* [Brief]
Report the count, and only the count, of lines in the records that include the word "appear".

* [Recorded information]
━━━━━━━━━━━━━━━━

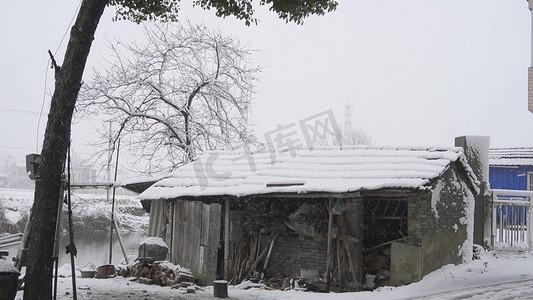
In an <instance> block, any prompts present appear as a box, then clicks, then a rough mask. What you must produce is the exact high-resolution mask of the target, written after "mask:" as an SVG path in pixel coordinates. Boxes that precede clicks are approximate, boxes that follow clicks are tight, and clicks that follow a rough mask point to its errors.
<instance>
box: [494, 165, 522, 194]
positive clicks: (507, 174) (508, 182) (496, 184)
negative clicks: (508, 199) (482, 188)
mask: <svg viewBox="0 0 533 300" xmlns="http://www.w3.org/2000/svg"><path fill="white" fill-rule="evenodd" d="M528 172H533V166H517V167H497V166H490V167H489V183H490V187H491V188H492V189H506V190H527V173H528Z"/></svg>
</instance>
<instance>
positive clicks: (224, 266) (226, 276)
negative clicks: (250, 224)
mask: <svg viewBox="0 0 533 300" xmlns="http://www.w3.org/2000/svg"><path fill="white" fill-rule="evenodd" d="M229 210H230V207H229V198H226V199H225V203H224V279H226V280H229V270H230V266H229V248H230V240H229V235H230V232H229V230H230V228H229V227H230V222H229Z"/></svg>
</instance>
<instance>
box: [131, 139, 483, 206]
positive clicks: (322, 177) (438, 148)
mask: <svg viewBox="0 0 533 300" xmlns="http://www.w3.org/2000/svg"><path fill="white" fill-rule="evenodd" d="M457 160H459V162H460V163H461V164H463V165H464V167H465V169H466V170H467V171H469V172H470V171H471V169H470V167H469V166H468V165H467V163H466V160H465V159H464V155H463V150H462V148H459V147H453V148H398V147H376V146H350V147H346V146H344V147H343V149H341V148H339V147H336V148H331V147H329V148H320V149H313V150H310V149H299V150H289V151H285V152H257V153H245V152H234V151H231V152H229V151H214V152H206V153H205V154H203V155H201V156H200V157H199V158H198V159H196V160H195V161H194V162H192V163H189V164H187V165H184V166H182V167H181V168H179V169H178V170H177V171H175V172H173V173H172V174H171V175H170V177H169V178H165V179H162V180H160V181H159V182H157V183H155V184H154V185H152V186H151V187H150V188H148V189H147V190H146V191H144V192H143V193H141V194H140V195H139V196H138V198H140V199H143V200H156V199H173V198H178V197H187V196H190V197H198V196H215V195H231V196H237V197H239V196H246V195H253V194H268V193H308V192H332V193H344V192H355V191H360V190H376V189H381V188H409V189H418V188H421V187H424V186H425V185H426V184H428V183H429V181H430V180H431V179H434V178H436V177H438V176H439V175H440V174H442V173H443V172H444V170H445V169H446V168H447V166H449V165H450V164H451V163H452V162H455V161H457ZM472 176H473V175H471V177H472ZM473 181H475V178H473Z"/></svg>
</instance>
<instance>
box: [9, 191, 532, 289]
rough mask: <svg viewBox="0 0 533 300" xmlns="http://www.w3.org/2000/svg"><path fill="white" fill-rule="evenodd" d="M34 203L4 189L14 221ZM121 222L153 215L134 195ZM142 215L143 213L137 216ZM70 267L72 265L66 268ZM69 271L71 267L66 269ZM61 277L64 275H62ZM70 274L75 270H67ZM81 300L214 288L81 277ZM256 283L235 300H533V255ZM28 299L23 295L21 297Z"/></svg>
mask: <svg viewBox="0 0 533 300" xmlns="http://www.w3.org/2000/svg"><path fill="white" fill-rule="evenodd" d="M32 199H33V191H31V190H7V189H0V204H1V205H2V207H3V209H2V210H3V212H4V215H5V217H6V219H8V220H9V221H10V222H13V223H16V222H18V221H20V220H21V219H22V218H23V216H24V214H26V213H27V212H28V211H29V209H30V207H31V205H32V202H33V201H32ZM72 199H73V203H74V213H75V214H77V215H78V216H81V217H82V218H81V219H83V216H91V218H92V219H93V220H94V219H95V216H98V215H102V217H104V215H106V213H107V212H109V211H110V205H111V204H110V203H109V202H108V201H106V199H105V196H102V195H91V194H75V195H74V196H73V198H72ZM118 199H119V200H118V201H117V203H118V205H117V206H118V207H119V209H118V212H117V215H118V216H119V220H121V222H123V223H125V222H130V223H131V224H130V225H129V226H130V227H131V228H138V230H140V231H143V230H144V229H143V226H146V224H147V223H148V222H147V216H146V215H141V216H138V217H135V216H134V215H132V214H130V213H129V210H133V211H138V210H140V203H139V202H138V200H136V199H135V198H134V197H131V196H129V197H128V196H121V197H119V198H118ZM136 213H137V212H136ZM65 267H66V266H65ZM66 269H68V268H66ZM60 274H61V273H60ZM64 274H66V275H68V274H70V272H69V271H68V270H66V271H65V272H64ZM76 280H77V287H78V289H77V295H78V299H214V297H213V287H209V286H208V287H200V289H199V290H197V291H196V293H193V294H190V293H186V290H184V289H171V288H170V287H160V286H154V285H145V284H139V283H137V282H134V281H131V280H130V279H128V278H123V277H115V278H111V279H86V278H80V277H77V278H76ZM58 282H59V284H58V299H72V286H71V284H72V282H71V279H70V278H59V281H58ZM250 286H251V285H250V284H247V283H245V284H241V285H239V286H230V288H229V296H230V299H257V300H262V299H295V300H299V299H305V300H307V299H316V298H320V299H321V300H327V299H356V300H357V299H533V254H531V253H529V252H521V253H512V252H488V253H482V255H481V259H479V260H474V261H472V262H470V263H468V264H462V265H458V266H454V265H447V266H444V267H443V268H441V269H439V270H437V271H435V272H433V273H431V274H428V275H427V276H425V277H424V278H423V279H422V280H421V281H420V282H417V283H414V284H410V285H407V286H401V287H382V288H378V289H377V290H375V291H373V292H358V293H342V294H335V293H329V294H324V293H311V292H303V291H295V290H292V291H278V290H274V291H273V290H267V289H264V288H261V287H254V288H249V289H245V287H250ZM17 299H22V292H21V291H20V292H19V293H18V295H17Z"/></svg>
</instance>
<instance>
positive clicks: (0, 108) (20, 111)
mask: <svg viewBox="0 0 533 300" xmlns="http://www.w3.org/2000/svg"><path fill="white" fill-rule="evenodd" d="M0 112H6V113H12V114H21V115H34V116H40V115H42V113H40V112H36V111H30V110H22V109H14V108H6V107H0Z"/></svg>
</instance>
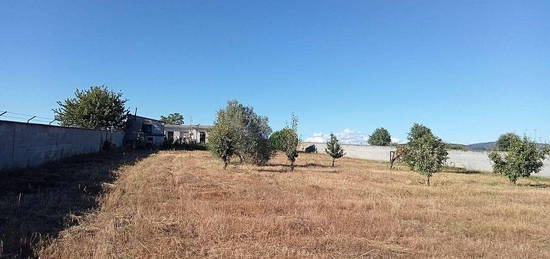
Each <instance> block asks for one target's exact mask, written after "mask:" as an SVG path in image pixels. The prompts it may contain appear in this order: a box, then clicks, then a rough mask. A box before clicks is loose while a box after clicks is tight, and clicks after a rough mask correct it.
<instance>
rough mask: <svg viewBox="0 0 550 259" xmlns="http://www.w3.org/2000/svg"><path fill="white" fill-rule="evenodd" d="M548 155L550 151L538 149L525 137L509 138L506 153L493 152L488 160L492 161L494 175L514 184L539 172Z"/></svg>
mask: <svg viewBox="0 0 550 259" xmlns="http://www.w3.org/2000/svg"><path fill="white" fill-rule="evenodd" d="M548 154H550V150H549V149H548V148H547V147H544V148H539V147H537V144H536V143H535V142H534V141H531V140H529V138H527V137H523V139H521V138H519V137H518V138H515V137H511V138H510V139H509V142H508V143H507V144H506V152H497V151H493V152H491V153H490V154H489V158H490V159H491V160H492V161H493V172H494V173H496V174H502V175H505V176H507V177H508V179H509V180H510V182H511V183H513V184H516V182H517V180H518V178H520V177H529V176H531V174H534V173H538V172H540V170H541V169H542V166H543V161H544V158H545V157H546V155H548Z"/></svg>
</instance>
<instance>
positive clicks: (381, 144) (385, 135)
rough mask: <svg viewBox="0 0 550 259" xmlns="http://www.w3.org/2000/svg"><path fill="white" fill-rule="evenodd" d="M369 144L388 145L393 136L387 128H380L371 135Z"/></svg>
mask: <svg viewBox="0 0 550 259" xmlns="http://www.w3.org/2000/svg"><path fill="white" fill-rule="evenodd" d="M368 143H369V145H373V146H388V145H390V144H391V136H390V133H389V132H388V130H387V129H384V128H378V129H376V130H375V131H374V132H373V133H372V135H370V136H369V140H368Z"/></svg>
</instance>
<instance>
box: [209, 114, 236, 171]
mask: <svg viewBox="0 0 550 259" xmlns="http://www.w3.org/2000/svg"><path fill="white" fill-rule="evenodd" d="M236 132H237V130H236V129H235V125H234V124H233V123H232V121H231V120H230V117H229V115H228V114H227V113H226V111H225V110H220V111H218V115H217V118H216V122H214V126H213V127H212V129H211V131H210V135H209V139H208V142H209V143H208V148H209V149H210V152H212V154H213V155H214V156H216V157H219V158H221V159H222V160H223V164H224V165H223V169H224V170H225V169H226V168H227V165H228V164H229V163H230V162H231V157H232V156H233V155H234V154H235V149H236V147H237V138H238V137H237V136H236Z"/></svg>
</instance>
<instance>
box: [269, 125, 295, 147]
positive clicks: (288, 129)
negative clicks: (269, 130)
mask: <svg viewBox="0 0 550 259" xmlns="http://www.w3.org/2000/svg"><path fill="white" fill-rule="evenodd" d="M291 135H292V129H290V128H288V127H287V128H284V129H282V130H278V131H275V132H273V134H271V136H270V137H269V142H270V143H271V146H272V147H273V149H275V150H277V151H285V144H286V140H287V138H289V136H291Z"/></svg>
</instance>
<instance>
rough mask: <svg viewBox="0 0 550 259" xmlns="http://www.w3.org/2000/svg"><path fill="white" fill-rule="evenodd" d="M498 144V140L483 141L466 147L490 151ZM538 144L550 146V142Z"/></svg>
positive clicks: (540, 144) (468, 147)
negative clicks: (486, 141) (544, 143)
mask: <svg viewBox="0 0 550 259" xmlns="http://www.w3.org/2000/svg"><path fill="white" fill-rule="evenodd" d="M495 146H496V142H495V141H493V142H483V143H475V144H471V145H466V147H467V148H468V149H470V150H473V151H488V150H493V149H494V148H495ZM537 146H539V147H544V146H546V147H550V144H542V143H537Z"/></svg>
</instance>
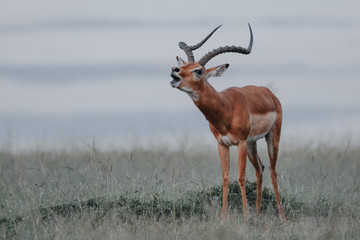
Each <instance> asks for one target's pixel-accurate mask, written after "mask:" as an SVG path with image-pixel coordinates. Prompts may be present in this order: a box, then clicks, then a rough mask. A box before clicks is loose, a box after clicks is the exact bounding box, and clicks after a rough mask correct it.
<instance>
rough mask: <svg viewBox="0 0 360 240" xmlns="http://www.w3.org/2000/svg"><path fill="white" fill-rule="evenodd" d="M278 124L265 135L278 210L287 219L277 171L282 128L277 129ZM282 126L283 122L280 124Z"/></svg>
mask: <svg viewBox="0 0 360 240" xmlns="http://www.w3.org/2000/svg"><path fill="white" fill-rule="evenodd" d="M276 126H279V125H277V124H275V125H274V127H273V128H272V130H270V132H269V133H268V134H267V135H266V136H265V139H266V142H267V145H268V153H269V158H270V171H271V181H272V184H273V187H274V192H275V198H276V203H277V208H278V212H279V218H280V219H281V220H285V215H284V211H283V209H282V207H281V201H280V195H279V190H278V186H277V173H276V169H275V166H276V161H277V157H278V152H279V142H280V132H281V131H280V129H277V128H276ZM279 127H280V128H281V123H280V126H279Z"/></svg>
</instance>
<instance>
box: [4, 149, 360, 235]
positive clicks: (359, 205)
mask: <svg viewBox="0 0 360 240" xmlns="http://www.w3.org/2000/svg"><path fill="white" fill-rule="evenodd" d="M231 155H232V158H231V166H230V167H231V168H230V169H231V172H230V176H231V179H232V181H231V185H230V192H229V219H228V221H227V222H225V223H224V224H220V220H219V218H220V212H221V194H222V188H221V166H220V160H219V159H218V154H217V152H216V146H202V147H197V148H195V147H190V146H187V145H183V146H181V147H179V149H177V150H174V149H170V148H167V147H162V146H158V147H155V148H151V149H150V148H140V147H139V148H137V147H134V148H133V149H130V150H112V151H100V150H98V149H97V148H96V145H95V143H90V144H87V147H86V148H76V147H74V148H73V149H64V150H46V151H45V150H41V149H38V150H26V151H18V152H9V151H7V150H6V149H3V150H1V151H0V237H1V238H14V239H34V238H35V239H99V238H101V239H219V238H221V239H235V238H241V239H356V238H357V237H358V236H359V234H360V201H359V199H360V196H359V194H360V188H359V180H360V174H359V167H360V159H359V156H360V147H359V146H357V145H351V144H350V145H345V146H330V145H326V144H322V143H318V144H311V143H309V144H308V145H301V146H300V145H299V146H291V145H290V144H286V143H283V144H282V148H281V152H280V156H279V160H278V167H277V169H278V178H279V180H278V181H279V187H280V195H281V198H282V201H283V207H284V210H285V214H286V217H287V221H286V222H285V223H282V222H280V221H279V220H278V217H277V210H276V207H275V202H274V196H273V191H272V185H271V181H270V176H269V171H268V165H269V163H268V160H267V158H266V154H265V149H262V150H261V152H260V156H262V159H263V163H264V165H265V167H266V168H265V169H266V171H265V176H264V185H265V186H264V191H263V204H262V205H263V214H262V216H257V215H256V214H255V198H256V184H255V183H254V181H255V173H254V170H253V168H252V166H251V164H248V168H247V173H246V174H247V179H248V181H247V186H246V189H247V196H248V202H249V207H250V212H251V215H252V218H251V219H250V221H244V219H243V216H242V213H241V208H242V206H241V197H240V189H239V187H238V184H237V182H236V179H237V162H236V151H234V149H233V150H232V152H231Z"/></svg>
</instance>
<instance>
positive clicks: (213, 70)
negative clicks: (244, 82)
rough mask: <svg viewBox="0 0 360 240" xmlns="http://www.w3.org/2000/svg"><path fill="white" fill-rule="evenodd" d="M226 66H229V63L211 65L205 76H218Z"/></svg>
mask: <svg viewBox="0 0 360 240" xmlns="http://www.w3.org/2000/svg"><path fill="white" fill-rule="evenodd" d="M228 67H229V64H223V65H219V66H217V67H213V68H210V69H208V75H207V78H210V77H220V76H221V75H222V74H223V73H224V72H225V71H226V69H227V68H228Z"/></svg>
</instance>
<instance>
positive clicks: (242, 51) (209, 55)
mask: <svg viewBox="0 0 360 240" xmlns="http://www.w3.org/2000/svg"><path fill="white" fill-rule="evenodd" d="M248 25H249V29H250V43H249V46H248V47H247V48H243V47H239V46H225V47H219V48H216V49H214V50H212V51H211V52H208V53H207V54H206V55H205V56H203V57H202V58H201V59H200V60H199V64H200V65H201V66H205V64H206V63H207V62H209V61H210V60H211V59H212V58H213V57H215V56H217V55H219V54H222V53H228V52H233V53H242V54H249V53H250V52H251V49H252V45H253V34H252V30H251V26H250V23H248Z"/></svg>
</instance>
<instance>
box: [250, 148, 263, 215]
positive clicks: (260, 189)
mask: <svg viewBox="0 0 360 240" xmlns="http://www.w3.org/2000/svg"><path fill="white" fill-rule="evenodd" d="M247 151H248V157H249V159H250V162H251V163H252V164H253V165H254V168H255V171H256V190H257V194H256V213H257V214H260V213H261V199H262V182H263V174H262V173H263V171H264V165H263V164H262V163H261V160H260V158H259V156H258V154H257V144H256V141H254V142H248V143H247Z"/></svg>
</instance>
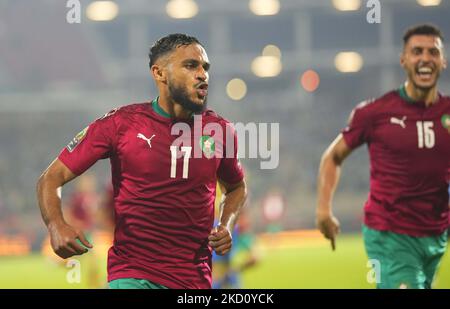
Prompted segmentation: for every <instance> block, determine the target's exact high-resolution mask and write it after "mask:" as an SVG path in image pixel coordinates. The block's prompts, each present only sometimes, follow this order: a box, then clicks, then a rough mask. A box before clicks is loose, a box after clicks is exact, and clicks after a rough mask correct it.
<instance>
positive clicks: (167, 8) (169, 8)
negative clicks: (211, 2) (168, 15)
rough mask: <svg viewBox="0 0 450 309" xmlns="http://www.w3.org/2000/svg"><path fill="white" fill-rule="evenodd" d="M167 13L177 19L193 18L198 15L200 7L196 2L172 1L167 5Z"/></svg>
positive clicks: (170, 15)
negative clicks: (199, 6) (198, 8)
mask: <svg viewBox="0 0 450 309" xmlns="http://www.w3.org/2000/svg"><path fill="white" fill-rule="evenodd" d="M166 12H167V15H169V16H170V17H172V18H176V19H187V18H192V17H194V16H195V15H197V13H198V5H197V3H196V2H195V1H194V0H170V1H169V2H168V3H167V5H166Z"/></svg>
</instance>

━━━━━━━━━━━━━━━━

* [Answer space]
2